━━━━━ SUPPLIED RECORDS ━━━━━

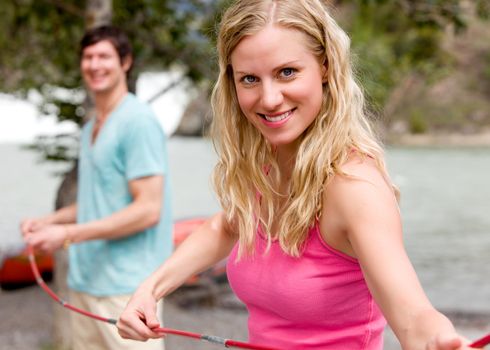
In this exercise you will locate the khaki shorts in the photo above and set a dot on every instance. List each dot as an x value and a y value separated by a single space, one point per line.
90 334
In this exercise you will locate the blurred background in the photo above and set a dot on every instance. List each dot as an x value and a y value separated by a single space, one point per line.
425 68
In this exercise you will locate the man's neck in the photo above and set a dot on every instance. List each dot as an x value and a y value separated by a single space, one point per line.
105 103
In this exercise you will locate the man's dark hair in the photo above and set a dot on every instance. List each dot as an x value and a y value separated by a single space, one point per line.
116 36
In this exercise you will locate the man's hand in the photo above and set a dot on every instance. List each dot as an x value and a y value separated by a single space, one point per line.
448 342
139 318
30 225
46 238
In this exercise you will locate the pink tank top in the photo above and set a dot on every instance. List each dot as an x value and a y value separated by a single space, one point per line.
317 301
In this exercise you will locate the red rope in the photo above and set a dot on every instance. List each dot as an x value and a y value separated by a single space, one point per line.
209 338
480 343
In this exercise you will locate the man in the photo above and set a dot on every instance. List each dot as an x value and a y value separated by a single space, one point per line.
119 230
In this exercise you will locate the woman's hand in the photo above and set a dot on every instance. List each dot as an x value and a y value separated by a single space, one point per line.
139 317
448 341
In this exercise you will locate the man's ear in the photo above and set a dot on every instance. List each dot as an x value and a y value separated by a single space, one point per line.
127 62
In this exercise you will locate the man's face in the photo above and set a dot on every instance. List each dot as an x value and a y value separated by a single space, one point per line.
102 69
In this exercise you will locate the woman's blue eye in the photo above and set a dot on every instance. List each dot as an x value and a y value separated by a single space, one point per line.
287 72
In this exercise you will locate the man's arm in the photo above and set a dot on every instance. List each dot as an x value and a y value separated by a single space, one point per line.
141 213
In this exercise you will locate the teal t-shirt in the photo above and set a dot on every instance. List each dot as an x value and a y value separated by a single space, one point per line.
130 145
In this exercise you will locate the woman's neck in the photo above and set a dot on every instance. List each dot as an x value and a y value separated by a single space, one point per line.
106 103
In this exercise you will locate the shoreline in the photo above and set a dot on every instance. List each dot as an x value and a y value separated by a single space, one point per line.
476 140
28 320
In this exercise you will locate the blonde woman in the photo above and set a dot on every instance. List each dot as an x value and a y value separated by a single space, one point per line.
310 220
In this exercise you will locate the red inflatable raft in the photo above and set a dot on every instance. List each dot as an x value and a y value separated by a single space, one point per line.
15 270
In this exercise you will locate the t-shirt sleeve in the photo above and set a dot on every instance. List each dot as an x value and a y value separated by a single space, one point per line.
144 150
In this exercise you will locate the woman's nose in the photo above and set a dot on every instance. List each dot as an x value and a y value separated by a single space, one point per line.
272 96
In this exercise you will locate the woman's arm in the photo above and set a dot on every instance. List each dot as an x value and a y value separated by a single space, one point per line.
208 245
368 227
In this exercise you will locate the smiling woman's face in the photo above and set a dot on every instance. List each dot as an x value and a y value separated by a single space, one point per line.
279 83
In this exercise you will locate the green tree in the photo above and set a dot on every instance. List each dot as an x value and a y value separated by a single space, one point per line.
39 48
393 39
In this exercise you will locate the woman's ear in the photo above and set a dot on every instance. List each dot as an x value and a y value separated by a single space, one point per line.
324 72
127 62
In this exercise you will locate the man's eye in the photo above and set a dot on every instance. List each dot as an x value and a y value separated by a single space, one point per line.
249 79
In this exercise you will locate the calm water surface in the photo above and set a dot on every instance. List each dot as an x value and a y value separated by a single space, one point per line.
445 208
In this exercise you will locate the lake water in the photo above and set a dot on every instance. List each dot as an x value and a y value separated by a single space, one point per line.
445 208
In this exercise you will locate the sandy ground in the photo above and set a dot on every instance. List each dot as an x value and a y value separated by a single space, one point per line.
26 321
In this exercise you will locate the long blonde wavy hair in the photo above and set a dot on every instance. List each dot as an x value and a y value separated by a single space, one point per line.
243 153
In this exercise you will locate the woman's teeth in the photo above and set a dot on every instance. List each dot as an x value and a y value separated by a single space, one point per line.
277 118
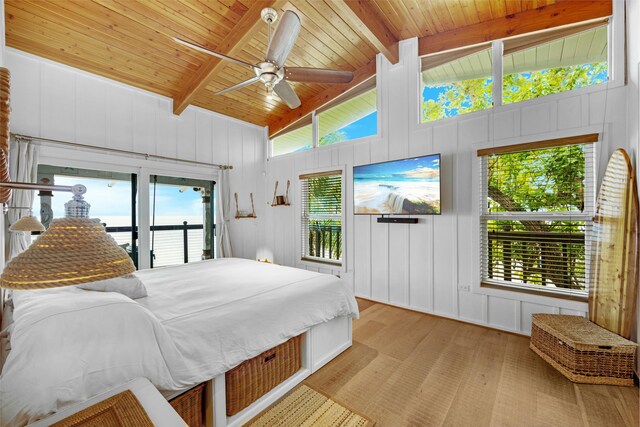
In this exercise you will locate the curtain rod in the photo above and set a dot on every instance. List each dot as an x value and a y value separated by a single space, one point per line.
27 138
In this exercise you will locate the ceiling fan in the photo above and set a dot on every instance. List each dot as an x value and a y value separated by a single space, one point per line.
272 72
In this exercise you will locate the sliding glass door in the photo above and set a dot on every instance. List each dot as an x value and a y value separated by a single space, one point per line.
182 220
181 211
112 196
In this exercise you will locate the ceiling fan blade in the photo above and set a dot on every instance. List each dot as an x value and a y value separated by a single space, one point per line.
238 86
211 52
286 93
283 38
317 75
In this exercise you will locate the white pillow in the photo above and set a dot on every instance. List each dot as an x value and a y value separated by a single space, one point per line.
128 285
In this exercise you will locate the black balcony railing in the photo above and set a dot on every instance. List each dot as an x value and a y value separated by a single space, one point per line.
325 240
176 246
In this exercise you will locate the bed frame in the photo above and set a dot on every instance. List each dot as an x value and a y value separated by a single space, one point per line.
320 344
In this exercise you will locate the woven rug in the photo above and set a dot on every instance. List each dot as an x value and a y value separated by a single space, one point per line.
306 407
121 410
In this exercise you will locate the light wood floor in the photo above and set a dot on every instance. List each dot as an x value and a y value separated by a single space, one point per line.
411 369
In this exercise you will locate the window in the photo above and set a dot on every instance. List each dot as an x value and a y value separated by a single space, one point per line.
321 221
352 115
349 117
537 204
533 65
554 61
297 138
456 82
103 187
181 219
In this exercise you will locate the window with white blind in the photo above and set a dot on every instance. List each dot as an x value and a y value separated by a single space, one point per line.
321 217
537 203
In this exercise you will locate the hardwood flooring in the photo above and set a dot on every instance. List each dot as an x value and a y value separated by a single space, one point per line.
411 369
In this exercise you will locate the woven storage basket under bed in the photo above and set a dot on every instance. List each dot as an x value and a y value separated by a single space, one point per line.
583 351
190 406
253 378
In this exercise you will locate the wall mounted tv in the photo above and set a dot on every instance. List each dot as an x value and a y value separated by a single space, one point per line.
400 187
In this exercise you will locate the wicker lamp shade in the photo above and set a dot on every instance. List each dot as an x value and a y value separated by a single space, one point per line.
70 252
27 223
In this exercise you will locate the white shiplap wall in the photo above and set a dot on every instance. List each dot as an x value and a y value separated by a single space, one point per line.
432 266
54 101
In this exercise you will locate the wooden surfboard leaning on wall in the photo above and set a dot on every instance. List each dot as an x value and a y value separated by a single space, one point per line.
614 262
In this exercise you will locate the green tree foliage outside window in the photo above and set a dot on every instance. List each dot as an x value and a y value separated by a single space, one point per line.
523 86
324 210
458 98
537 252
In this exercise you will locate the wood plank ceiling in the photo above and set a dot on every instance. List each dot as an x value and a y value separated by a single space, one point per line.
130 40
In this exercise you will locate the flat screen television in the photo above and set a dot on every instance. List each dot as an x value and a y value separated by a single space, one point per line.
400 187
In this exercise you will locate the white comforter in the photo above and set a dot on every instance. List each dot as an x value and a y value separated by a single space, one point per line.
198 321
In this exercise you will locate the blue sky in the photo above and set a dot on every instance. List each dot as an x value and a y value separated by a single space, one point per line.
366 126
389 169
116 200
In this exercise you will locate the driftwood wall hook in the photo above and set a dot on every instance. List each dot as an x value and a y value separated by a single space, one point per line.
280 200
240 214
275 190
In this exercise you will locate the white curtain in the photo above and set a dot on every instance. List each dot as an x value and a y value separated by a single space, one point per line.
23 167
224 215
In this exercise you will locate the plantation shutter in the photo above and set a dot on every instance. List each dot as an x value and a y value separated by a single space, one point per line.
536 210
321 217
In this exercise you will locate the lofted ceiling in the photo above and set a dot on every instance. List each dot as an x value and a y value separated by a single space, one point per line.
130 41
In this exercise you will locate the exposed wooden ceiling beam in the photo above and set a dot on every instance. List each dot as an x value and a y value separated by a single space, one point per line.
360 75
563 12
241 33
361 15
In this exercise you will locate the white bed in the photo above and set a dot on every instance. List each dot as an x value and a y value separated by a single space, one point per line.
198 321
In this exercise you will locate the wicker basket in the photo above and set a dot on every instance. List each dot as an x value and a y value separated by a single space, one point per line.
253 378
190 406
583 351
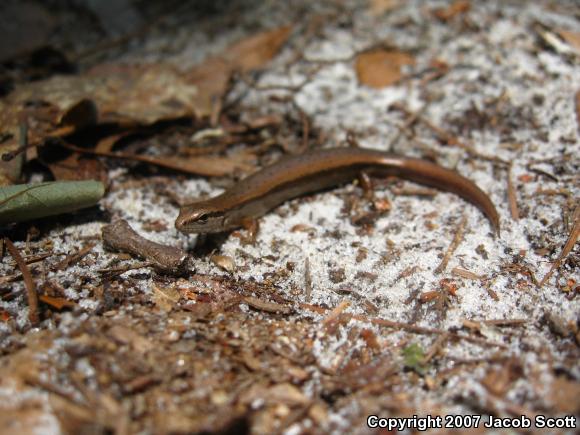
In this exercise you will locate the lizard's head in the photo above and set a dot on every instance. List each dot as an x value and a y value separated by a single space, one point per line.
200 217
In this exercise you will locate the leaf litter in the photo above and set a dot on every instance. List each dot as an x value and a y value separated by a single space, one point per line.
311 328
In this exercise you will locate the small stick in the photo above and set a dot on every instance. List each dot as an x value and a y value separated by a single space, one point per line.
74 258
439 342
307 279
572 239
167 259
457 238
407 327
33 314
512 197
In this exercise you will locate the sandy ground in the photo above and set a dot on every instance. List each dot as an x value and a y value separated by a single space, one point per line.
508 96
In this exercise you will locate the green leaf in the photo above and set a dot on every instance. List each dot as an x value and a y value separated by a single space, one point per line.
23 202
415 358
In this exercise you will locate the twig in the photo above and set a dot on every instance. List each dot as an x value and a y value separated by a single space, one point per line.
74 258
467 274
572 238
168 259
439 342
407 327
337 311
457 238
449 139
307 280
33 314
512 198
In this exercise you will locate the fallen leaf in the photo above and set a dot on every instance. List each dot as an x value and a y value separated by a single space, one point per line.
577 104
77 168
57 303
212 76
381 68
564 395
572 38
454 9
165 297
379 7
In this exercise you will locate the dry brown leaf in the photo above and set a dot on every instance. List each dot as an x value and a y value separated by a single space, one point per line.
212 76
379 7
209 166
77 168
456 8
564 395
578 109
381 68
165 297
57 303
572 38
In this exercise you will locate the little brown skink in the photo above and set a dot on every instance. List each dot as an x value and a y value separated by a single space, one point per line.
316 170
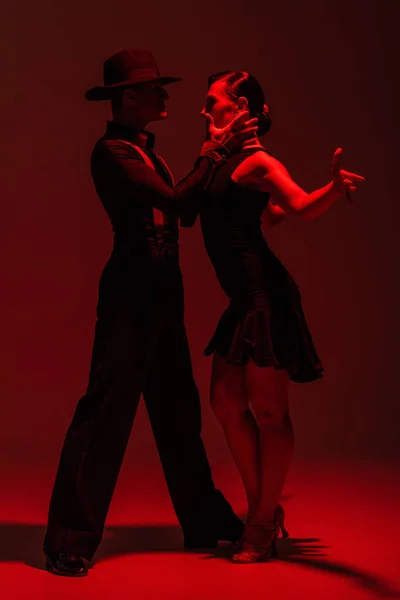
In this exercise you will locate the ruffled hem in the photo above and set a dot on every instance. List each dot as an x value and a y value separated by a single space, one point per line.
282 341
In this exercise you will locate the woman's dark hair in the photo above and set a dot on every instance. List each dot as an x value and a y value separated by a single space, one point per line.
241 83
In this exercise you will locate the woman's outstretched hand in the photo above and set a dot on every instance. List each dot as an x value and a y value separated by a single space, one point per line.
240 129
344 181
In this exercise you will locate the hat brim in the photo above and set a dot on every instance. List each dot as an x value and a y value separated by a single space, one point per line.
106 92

━━━━━

WHAT IS NEEDED.
Could you return, word for word, every line of the listing from the one containing "In this exercise you will locate the woman's outstretched" through the last line of the listing, both ends included?

WRITTEN RESPONSE.
In this exercise you will locate the woman's outstretched hand in the photo above and set a dot on every instance. List each dot as an x value and a y value separated by a single space, one point per line.
240 129
344 181
In this exercise you will locate the hat brim in the photo above and set a dot on every instance. List each dot as an x value and a y value separated by a single space, one point per line.
106 92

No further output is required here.